[SUPPLIED DATA]
====

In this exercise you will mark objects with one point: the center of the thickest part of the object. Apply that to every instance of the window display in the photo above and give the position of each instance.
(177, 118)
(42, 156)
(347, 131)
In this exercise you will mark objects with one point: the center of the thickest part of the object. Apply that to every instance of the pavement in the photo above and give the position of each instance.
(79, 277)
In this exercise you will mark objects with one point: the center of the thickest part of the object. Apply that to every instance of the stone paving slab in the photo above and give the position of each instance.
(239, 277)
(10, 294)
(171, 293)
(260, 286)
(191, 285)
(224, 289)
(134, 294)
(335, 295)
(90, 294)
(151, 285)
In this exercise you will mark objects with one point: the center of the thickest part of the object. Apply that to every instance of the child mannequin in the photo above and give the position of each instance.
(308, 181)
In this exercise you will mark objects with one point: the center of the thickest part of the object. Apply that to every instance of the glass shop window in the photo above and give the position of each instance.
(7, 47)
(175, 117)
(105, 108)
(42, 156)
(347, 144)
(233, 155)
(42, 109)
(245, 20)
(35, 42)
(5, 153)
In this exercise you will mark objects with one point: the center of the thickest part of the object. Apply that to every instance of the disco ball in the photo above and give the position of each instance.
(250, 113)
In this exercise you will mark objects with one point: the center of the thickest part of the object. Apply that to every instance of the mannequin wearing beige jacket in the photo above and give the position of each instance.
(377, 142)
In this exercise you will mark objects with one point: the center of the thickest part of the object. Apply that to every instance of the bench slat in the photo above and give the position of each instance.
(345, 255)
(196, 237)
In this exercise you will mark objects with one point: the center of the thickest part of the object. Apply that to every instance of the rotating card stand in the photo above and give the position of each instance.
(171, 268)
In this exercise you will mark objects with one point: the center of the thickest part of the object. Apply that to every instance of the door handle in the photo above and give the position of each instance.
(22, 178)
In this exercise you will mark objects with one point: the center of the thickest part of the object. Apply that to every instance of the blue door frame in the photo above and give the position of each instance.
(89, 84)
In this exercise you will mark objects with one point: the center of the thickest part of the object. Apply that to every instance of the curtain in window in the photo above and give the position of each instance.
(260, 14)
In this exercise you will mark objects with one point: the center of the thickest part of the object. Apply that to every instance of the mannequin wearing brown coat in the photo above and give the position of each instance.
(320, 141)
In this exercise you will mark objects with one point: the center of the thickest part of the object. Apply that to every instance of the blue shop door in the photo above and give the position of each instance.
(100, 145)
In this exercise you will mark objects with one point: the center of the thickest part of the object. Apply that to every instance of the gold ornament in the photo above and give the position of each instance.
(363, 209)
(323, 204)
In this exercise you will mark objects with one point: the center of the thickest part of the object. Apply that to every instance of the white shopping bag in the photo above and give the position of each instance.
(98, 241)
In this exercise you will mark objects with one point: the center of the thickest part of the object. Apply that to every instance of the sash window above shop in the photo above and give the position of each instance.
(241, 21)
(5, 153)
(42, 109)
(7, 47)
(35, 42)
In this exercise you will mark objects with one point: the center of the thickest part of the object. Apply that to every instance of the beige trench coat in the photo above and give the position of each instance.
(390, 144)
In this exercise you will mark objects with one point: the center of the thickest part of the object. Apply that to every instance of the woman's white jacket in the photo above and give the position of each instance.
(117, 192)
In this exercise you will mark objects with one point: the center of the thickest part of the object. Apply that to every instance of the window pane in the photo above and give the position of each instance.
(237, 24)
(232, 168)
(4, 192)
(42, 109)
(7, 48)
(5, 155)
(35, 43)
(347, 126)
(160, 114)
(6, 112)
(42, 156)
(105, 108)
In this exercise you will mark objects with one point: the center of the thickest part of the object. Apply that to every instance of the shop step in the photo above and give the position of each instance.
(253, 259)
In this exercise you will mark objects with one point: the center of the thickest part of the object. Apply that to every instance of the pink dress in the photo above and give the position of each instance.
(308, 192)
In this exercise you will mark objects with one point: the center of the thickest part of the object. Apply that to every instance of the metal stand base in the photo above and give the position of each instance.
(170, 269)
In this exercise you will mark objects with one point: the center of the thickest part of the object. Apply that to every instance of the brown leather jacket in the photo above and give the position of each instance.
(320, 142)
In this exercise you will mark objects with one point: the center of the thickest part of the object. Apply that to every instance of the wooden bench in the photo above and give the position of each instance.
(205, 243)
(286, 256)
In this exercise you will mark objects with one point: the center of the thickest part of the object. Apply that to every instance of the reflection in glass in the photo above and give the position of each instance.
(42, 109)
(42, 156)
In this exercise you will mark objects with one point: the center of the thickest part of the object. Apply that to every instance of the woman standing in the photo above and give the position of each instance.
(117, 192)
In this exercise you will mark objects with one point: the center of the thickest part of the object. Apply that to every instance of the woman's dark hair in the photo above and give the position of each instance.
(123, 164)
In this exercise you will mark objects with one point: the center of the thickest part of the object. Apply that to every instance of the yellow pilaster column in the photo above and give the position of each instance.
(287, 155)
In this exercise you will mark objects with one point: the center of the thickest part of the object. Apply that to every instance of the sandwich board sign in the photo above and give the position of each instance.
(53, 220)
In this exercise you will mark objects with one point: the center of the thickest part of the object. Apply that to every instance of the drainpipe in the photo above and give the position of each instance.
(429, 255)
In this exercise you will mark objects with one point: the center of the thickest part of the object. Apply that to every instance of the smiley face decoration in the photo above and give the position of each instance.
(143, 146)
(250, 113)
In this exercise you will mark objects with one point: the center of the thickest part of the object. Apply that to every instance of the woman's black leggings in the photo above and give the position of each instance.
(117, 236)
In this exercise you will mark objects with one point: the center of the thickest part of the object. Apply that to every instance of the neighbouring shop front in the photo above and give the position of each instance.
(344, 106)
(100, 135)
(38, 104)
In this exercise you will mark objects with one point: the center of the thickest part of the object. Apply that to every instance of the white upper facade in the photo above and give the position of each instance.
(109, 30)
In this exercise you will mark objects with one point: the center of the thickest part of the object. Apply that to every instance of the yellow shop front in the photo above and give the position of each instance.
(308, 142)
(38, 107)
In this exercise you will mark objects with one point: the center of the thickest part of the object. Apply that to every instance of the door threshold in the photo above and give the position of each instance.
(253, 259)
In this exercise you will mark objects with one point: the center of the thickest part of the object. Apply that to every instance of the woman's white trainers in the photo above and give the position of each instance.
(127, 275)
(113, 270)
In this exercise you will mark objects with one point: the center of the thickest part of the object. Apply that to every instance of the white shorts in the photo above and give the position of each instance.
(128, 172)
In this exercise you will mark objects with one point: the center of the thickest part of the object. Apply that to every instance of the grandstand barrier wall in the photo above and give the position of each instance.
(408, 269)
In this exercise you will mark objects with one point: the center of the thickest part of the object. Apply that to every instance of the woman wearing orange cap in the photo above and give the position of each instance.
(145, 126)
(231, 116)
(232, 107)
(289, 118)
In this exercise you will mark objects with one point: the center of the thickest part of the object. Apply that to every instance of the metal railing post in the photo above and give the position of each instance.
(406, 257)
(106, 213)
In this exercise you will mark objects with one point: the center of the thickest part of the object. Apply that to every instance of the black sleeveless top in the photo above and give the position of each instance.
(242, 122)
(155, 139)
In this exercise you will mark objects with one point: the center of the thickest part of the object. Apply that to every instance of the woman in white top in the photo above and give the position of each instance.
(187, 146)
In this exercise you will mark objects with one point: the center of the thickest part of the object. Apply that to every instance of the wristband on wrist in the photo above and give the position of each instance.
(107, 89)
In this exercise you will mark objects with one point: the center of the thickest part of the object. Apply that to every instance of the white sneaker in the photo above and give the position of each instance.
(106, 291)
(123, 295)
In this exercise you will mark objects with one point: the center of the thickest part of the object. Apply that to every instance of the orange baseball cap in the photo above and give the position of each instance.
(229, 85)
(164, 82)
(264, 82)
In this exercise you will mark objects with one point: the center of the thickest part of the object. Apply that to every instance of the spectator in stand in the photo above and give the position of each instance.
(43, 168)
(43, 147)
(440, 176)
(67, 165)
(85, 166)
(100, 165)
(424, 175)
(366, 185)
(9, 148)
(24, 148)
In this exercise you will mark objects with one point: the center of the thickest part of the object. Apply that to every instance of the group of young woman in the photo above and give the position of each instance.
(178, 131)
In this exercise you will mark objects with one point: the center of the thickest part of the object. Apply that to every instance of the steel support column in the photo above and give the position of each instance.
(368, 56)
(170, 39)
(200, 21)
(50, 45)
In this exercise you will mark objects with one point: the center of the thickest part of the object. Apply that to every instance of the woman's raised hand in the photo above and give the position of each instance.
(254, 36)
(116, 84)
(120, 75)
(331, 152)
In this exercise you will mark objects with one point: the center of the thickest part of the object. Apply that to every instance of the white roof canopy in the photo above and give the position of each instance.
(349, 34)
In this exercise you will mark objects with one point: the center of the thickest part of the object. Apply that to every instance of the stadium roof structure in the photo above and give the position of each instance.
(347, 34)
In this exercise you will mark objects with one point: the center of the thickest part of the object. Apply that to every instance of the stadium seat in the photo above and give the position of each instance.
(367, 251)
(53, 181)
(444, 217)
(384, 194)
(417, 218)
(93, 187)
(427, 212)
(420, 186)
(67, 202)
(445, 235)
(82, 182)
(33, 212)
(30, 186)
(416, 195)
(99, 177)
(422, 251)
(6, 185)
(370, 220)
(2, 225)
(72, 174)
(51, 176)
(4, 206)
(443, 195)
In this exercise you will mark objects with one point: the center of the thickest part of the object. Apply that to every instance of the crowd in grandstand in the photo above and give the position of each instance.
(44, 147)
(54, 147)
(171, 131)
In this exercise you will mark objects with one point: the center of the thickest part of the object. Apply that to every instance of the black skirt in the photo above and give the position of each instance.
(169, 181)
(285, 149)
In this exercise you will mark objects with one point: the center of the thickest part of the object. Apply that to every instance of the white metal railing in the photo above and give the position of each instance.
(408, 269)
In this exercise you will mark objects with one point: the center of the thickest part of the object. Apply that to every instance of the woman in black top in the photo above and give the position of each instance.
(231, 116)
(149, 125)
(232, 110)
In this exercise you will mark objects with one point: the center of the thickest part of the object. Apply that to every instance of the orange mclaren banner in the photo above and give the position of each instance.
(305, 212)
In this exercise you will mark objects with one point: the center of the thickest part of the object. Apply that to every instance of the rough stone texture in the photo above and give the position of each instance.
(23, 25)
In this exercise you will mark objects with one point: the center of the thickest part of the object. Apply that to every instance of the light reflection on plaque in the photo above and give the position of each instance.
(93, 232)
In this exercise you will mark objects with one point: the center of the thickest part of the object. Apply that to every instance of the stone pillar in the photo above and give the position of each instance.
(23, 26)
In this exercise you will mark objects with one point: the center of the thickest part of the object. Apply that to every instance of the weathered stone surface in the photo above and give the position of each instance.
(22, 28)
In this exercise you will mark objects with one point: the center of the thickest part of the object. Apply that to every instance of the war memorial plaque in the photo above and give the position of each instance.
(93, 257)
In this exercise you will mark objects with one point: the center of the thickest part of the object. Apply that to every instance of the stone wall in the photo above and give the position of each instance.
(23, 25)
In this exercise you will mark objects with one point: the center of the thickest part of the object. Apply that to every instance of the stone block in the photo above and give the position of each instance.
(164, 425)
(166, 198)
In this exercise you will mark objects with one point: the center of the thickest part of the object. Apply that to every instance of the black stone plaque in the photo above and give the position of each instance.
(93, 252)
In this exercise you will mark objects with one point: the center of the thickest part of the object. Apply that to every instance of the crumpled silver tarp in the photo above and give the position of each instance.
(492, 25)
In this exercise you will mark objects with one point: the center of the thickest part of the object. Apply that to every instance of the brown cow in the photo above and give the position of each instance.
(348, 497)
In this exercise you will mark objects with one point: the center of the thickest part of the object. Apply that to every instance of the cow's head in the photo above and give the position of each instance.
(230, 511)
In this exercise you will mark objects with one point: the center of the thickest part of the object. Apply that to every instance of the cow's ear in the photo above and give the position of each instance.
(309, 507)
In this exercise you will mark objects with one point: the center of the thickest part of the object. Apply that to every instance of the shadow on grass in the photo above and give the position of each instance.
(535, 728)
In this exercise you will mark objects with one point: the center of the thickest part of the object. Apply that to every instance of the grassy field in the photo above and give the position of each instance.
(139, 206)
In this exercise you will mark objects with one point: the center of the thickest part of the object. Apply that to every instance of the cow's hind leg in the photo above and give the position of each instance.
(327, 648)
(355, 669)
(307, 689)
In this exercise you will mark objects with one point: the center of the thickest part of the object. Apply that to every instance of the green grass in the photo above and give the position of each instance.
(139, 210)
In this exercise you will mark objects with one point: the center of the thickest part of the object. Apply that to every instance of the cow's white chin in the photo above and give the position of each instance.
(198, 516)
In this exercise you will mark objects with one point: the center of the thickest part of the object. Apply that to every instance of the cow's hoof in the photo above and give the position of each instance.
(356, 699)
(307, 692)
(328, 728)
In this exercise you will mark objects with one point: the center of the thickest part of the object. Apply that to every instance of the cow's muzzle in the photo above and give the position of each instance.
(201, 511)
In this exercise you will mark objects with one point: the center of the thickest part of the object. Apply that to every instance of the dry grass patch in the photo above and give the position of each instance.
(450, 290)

====

[EXERCISE REQUIREMENTS] Only those lines running from the one containing "the dry grass" through the last line of the data above are to be copied, exactly, with both ends included.

[TASK OUTPUT]
In this exercise you will mark objects with one point: the center of the thickest part of the object. Apply that to every instance of the dry grass patch in the photo above and give the position of each instance.
(450, 290)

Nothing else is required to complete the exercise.